Instructions for the task: Pull out each line of the listing below that contains the word "name".

Excerpted records:
......
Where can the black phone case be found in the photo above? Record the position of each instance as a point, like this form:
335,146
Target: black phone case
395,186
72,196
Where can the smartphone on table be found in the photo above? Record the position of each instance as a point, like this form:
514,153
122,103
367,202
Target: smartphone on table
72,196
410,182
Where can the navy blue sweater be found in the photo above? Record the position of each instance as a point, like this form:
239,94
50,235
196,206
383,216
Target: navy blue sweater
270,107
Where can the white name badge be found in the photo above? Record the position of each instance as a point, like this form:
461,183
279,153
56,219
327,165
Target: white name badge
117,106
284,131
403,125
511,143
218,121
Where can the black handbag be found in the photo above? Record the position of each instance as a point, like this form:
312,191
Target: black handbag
......
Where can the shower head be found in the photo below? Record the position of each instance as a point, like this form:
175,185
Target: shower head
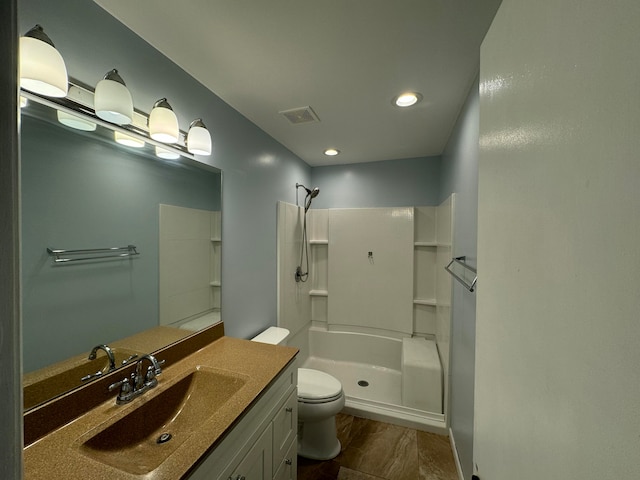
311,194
......
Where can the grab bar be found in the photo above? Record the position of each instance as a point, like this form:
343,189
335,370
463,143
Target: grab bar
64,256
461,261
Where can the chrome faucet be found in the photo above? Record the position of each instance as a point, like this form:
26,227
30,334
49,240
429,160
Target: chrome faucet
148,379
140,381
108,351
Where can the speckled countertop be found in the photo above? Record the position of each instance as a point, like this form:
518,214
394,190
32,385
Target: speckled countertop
......
Solved exercise:
Where can the white name badge be found in the photo above? Record the position of each instance as a point, like this form:
Target: white name badge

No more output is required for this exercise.